Action item
From top to bottom, retype the data exactly, passing over any picture.

Image point grounding data
*** Begin section ***

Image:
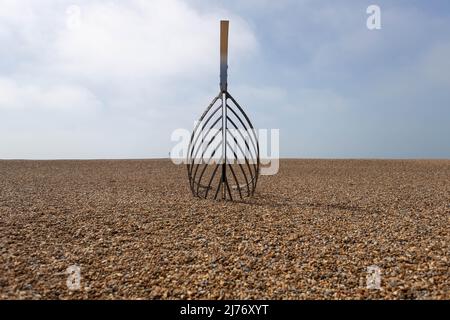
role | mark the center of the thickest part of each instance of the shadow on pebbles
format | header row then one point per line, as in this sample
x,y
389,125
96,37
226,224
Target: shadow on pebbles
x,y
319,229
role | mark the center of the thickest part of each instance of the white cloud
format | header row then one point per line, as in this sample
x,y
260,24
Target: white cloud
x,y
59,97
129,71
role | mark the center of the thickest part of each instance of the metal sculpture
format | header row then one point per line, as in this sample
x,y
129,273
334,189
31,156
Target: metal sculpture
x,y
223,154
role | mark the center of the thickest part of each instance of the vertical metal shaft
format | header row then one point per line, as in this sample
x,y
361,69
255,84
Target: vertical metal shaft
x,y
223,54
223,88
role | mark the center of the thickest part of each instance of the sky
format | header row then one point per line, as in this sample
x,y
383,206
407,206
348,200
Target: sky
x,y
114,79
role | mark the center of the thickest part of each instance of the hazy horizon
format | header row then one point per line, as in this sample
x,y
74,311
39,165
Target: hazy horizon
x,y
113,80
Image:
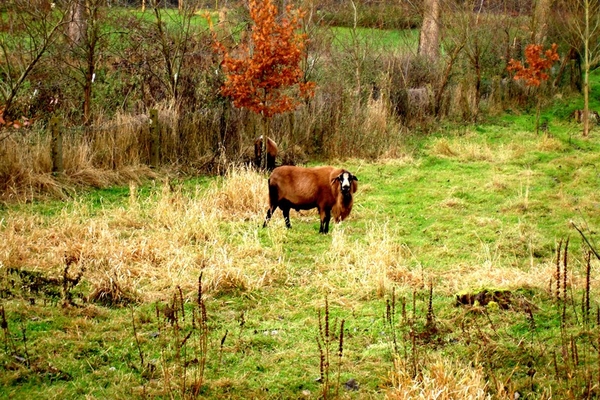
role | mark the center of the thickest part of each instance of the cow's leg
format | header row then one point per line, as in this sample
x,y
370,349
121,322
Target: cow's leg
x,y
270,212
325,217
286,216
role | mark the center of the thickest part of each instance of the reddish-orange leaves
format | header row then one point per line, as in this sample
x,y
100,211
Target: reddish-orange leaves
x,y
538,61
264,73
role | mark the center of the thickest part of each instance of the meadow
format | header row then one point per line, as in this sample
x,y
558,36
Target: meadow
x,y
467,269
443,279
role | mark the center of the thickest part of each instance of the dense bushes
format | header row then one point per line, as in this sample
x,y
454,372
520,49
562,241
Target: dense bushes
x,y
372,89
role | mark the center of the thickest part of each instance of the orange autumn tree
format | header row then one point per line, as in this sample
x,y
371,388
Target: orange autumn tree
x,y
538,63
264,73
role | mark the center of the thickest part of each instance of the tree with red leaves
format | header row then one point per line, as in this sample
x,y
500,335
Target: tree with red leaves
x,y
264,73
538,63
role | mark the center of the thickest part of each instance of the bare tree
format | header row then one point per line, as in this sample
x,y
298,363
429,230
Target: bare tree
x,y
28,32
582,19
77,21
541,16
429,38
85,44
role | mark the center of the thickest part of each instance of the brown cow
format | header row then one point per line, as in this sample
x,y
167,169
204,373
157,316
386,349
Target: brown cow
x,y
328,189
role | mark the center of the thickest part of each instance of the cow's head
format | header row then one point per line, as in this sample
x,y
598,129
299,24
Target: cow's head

*** End section ***

Response area
Image:
role | mark the center of the thickest part of each instance of the shadow on pebbles
format | header row then one point per line, as in this sample
x,y
389,125
96,37
226,224
Target: shadow on pebbles
x,y
319,229
role | mark the center of the thickest part of each instance of the white cloud
format | header row then one point per line, as in this sample
x,y
260,24
Target: white cloud
x,y
59,97
129,71
role | mark the center of the thickest part of each instance of the metal sculpture
format | header row then one point per line, as in this sample
x,y
129,273
334,189
31,156
Target: metal sculpture
x,y
223,154
role | mark the center of the thickest part of each instance of the vertical metal shaft
format | header row then one point per line, as in this sample
x,y
361,69
255,84
Target: vertical metal shaft
x,y
223,54
223,88
role | mark the center of the thickest part of each instance of the sky
format | header row then one point per line, as in this sample
x,y
383,206
407,206
348,200
Target: sky
x,y
114,79
role | mark the center of the thickest part of each instance of the hazy horizon
format | header row then one point per line, as in this sample
x,y
74,311
39,165
Target: hazy horizon
x,y
113,80
Image:
role | mark the center of the thickest part of each instance of the cow's leg
format | header row then one point per line, as in this sample
x,y
370,349
121,322
Target: cow's leg
x,y
270,212
325,217
286,216
role | mark the center of the thickest part of each instance of the reddish-orange leaves
format | header row then one point per line, as in this sample
x,y
100,211
Target: reddish-orange leaves
x,y
538,61
264,73
role | mark the center of the thickest part of each instance of the meadow
format | header row then one point per line, as in this sample
x,y
558,36
Target: meadow
x,y
467,269
443,279
role | mark the center of the thickest part of each instance of the dense bushes
format | header row then one point per line, as in this sample
x,y
454,372
520,49
562,241
Target: dense bushes
x,y
372,89
role | mark the center of the thickest part of each instance of the orange autumn tree
format | header row then one point per line, as in this sample
x,y
371,388
Target: orange autumn tree
x,y
538,63
264,73
role | mark the center of the thickest part of each instance of the tree with red leaves
format | header row then one point per line, as in this sample
x,y
500,335
Target: tree with red leaves
x,y
264,73
538,63
role | mark the center of the thickest part of each instance of the bare tree
format | header row then one point per line, as in this sample
x,y
298,363
429,230
Target: bare tree
x,y
28,32
582,19
77,21
541,16
429,38
85,44
role | mark the center of the thickest part of each instance of the brown cow
format | header row then one point per line, as in this sample
x,y
167,169
204,373
157,316
386,349
Target: brown cow
x,y
328,189
role | mark the center of the thickest part of each instance of the cow's head
format | header row then one point per line, as in this sample
x,y
598,129
299,24
Target: cow's head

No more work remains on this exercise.